Bringing In The Old

I'm in the process of closing my Myspace account completely, but don't want to lose the blog entries I've posted there, so the first several posts here will be imports from there...


In the posts below, stories are in pale yellow, any comments I've added editorially are in bright green, and links are whatever...and, as a disclaimer-I make no money from this blog, so don't try to use it yourself to do so. All items are used under fair usage policies.

October 2, 2011

From July 18, 2009

Whack Job of the Year
This article originally appeared on SFGate, the San Francisco Chronicle's on-line site.
It was written by Ray Ratto, who no longer writes for the paper.

Jeremy Mayfield may be completely bat-guano crazy. He may also be a man of extraordinary principle. Or maybe it's just the methamphetamine talking.

Now read those three sentences again and tell me you're not hooked on what comes next.

Data for analysis:
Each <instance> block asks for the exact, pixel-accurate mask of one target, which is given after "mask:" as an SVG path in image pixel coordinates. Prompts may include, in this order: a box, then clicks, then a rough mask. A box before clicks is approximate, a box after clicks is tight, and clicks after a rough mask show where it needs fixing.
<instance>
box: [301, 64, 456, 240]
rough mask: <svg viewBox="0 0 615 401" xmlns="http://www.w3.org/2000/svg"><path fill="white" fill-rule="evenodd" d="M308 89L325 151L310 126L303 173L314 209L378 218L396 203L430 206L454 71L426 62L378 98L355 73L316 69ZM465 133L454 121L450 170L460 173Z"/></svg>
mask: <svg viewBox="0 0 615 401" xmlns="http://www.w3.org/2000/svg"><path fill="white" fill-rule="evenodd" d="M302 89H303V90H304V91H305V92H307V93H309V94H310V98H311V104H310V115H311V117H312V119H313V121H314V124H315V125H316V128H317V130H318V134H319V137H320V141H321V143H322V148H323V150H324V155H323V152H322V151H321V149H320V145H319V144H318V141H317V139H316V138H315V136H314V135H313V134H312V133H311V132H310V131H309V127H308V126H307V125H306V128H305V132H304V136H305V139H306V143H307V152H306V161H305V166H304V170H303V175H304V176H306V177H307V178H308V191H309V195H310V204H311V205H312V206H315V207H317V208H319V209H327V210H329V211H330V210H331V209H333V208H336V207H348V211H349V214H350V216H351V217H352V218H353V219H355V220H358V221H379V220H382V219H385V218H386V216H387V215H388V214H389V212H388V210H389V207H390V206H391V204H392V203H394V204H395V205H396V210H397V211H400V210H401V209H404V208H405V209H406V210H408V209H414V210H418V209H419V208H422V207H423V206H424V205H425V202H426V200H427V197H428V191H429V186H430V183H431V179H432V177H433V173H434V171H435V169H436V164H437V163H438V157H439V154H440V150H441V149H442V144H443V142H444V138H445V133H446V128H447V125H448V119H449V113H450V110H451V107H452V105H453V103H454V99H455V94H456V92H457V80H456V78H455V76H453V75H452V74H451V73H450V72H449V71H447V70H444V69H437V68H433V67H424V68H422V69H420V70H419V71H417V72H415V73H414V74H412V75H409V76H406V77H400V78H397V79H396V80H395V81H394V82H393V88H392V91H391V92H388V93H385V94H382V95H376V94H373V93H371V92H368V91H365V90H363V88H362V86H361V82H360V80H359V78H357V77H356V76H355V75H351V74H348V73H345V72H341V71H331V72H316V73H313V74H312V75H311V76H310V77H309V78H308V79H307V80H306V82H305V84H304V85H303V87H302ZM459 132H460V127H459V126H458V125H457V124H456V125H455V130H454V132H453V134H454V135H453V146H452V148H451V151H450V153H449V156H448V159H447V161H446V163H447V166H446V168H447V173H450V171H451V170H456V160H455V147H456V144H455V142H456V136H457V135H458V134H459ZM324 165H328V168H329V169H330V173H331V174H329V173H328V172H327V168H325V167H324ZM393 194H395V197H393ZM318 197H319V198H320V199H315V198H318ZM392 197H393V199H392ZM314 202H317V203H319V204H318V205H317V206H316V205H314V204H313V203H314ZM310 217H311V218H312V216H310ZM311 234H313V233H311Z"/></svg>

Job 1:
Transcribe the blog post between "Bringing In The" and "fair usage policies.", inclusive.
Job 2:
According to the blog post, where did the article "Whack Job of the Year" originally appear?

Answer 1:
Bringing In The Old

I'm in the process of closing my Myspace account completely, but don't want to lose the blog entries I've posted there, so the first several posts here will be imports from there...


In the posts below, stories are in pale yellow, any comments I've added editorially are in bright green, and links are whatever...and, as a disclaimer-I make no money from this blog, so don't try to use it yourself to do so. All items are used under fair usage policies.

Answer 2:
On SFGate, the San Francisco Chronicle's on-line site.